=== EXTRACTED MATERIAL ===
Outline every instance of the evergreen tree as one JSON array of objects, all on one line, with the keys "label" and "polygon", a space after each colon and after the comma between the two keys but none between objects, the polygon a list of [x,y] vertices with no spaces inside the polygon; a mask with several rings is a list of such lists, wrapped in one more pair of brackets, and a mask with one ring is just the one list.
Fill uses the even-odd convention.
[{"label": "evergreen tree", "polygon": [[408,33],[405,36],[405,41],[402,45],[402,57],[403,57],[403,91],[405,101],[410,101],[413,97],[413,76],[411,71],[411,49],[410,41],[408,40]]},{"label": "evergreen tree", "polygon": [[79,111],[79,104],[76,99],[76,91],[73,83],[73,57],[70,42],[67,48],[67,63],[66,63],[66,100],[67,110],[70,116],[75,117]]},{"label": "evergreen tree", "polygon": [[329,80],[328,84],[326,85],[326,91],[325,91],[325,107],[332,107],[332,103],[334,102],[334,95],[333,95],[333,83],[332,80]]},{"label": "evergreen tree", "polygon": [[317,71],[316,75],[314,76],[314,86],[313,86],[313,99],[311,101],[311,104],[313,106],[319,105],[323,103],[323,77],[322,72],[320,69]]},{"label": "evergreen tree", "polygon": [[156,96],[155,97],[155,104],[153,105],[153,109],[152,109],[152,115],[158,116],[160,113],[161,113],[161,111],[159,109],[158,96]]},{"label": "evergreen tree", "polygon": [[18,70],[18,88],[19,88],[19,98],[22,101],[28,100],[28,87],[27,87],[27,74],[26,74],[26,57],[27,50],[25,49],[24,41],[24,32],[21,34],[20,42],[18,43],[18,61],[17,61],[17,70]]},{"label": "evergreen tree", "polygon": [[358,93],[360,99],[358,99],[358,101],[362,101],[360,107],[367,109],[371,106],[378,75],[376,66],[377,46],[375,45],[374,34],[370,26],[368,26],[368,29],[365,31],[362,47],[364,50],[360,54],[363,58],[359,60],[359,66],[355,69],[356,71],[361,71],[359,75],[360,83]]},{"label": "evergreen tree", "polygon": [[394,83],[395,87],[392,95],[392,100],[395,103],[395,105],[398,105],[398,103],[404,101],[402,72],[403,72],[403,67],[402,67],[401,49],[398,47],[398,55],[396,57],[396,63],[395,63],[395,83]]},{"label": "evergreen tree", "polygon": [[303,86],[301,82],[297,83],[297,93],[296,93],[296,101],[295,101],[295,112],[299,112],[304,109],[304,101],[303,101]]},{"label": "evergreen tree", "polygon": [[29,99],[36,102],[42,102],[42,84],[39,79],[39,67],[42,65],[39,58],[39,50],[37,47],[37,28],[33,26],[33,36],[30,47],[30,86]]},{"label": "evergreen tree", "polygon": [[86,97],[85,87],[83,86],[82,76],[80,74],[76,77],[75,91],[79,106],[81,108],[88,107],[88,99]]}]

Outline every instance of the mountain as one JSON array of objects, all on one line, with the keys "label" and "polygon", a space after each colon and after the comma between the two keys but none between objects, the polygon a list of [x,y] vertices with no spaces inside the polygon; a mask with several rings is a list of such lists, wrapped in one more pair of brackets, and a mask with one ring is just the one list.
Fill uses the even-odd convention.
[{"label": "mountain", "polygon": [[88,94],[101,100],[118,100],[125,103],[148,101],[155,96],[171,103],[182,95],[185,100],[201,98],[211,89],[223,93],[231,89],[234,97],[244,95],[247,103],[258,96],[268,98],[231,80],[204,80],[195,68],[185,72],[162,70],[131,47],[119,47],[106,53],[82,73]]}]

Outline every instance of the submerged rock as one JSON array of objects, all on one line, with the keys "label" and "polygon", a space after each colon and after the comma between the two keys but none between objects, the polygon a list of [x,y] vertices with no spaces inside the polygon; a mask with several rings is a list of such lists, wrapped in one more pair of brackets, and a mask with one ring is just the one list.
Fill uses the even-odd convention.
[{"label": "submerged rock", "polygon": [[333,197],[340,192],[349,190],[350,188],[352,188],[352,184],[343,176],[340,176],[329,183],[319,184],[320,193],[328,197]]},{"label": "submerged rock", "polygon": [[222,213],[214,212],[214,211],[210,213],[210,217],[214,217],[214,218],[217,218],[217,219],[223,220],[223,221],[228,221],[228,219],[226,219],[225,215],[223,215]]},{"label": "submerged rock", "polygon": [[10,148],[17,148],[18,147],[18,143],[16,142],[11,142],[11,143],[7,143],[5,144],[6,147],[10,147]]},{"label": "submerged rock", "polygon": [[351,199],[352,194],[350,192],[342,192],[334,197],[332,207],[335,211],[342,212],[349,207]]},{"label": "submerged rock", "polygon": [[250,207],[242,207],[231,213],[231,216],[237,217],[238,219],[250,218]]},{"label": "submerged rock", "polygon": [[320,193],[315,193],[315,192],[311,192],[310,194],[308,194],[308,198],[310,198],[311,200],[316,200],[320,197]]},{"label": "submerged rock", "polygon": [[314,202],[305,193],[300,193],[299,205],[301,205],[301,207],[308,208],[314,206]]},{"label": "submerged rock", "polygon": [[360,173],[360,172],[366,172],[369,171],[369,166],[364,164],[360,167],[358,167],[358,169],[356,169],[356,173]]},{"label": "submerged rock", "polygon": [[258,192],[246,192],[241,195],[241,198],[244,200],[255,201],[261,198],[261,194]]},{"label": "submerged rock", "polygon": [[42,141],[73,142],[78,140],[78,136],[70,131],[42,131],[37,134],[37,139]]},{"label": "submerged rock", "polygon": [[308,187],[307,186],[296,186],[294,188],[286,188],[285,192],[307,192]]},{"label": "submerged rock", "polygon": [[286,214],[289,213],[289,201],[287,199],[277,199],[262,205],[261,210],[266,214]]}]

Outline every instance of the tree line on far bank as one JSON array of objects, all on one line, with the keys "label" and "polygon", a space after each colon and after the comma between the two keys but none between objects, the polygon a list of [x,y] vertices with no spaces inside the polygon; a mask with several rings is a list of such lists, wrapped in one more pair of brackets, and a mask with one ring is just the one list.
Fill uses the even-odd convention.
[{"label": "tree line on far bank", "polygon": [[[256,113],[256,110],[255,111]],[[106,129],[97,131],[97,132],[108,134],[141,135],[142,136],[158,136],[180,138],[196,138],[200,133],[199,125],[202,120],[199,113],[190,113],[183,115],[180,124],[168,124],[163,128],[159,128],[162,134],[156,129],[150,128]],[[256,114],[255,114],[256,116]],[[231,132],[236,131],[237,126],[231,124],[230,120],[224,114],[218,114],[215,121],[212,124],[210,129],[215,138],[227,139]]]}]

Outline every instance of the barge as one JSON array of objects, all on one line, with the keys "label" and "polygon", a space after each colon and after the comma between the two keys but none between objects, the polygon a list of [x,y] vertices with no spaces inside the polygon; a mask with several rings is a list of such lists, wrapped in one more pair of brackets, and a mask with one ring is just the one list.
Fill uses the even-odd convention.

=== WHAT THE TASK REQUIRES ===
Reproduce every line of the records above verbatim, from the first line to the last.

=== SOLUTION TO THE EXERCISE ===
Outline every instance of the evergreen tree as one JSON array of objects, all on one line, with the keys "label" and "polygon", a space after each colon and after the comma between the two keys but none between objects, the polygon a list of [x,y] vertices with no spaces inside the polygon; a mask with several rings is a list of such lists, wrapped in one more pair of brackets, and a mask with one ring is just the one list.
Fill uses the even-odd convention.
[{"label": "evergreen tree", "polygon": [[408,33],[405,36],[405,41],[402,45],[402,57],[403,57],[403,91],[405,101],[410,101],[413,97],[413,76],[411,71],[411,49],[410,41],[408,40]]},{"label": "evergreen tree", "polygon": [[79,111],[79,104],[76,99],[76,91],[73,83],[73,57],[70,42],[67,48],[67,63],[66,63],[66,100],[67,110],[70,116],[75,117]]},{"label": "evergreen tree", "polygon": [[329,80],[328,84],[326,85],[326,91],[325,91],[325,107],[332,107],[332,103],[334,102],[334,95],[333,95],[333,83],[332,80]]},{"label": "evergreen tree", "polygon": [[317,71],[316,75],[314,76],[314,86],[313,86],[313,99],[311,101],[311,104],[313,106],[319,105],[323,103],[323,77],[322,72],[320,69]]},{"label": "evergreen tree", "polygon": [[156,96],[155,97],[155,104],[153,105],[153,109],[152,109],[152,115],[158,116],[160,113],[161,113],[161,111],[159,109],[158,96]]},{"label": "evergreen tree", "polygon": [[18,70],[18,88],[19,88],[19,98],[22,101],[28,100],[28,87],[27,87],[27,74],[26,74],[26,57],[27,50],[25,49],[24,41],[24,32],[21,34],[20,42],[18,43],[18,61],[17,61],[17,70]]},{"label": "evergreen tree", "polygon": [[358,93],[360,99],[358,99],[358,101],[362,101],[360,107],[367,109],[371,106],[378,75],[376,66],[377,46],[375,45],[374,34],[370,26],[368,26],[368,29],[365,31],[362,47],[364,50],[360,54],[363,58],[359,60],[359,66],[355,69],[356,71],[361,71],[359,75],[360,83]]},{"label": "evergreen tree", "polygon": [[394,83],[395,87],[392,95],[392,100],[395,103],[395,105],[398,105],[398,103],[404,101],[402,72],[403,72],[403,67],[402,67],[401,49],[398,47],[398,55],[396,57],[396,63],[395,63],[395,83]]},{"label": "evergreen tree", "polygon": [[303,86],[301,82],[297,83],[297,93],[296,93],[296,101],[295,101],[295,112],[299,112],[304,109],[304,101],[303,101]]},{"label": "evergreen tree", "polygon": [[29,99],[36,102],[42,102],[42,84],[39,79],[39,67],[42,65],[39,58],[39,50],[37,47],[37,28],[33,26],[33,36],[30,47],[30,86]]},{"label": "evergreen tree", "polygon": [[86,97],[85,87],[83,86],[82,76],[80,74],[76,77],[75,91],[79,106],[81,108],[88,107],[88,99]]}]

Outline every instance of the mountain as one JSON array of objects, all on one line, with the keys "label" and "polygon", a space after each colon and after the comma between the two keys but none between objects, the polygon a list of [x,y] vertices with no spaces inside the polygon; a mask with several rings is a list of such lists, wrapped in one more pair of brackets, and a mask with one ring is just the one list.
Fill uses the even-odd convention.
[{"label": "mountain", "polygon": [[88,94],[101,100],[118,100],[125,103],[148,101],[155,96],[171,103],[182,95],[185,100],[201,98],[211,89],[223,93],[231,89],[234,97],[244,95],[247,103],[258,96],[268,98],[231,80],[204,80],[195,68],[185,72],[162,70],[131,47],[119,47],[106,53],[82,73]]}]

Outline every instance of the submerged rock as one JSON array of objects, all on one line, with the keys "label" and "polygon", a space after each colon and after the comma between the two keys but none between objects, the polygon a list of [x,y] vertices with no spaces inside the polygon; a mask with several rings is a list of such lists, wrapped in one more pair of brackets, and a mask with one ring is just the one list.
Fill uses the even-odd convention.
[{"label": "submerged rock", "polygon": [[333,197],[340,192],[349,190],[350,188],[352,188],[352,184],[343,176],[340,176],[329,183],[319,184],[320,193],[328,197]]},{"label": "submerged rock", "polygon": [[222,213],[214,212],[214,211],[210,213],[210,217],[214,217],[214,218],[217,218],[217,219],[223,220],[223,221],[228,221],[228,219],[226,219],[225,215],[223,215]]},{"label": "submerged rock", "polygon": [[10,148],[17,148],[18,147],[18,143],[16,142],[11,142],[11,143],[7,143],[5,144],[6,147],[10,147]]},{"label": "submerged rock", "polygon": [[351,199],[352,194],[350,192],[342,192],[334,197],[332,207],[335,211],[342,212],[349,207]]},{"label": "submerged rock", "polygon": [[250,207],[242,207],[231,213],[231,216],[237,217],[238,219],[250,218]]},{"label": "submerged rock", "polygon": [[320,193],[315,193],[315,192],[311,192],[310,194],[308,194],[308,198],[310,198],[311,200],[316,200],[320,197]]},{"label": "submerged rock", "polygon": [[314,202],[305,193],[300,193],[299,205],[301,205],[301,207],[308,208],[314,206]]},{"label": "submerged rock", "polygon": [[360,173],[360,172],[366,172],[369,171],[369,166],[364,164],[360,167],[358,167],[358,169],[356,169],[356,173]]},{"label": "submerged rock", "polygon": [[258,192],[246,192],[241,195],[241,198],[244,200],[255,201],[261,198],[261,194]]},{"label": "submerged rock", "polygon": [[42,141],[73,142],[78,140],[78,136],[70,131],[42,131],[37,134],[37,139]]},{"label": "submerged rock", "polygon": [[308,187],[307,186],[296,186],[294,188],[286,188],[285,192],[307,192]]},{"label": "submerged rock", "polygon": [[286,214],[289,213],[289,201],[287,199],[277,199],[262,205],[261,210],[266,214]]}]

Outline every instance of the tree line on far bank as one JSON array of objects, all on one line, with the keys "label" and "polygon", a space after each colon and after the comma between the two keys but none between objects, the polygon a list of [x,y] vertices with no spaces inside the polygon; a mask with several rings is a list of such lists, wrapped in one more pair of brackets, and a mask with one ring is just the one list.
Fill uses the even-odd convention.
[{"label": "tree line on far bank", "polygon": [[[256,113],[256,110],[255,111]],[[106,129],[97,131],[97,132],[108,134],[141,135],[142,136],[158,136],[180,138],[196,138],[200,133],[199,125],[202,120],[199,113],[190,113],[183,115],[180,124],[168,124],[163,128],[159,128],[162,134],[156,129],[150,128]],[[256,114],[255,114],[256,116]],[[231,132],[236,131],[237,126],[231,124],[230,120],[224,114],[218,114],[215,121],[212,124],[210,129],[215,138],[227,139]]]}]

Outline every instance of the barge as one JSON array of objects, all on one line, with the keys "label" and "polygon", a space after each colon and after the comma between the two keys but none between objects, the polygon a list of [x,y] vertices with no spaces inside the polygon; a mask with several rings is a list of such lists, wrapped in one more pair of brackets, and a mask with one ring is just the one list.
Fill uses the even-odd convention.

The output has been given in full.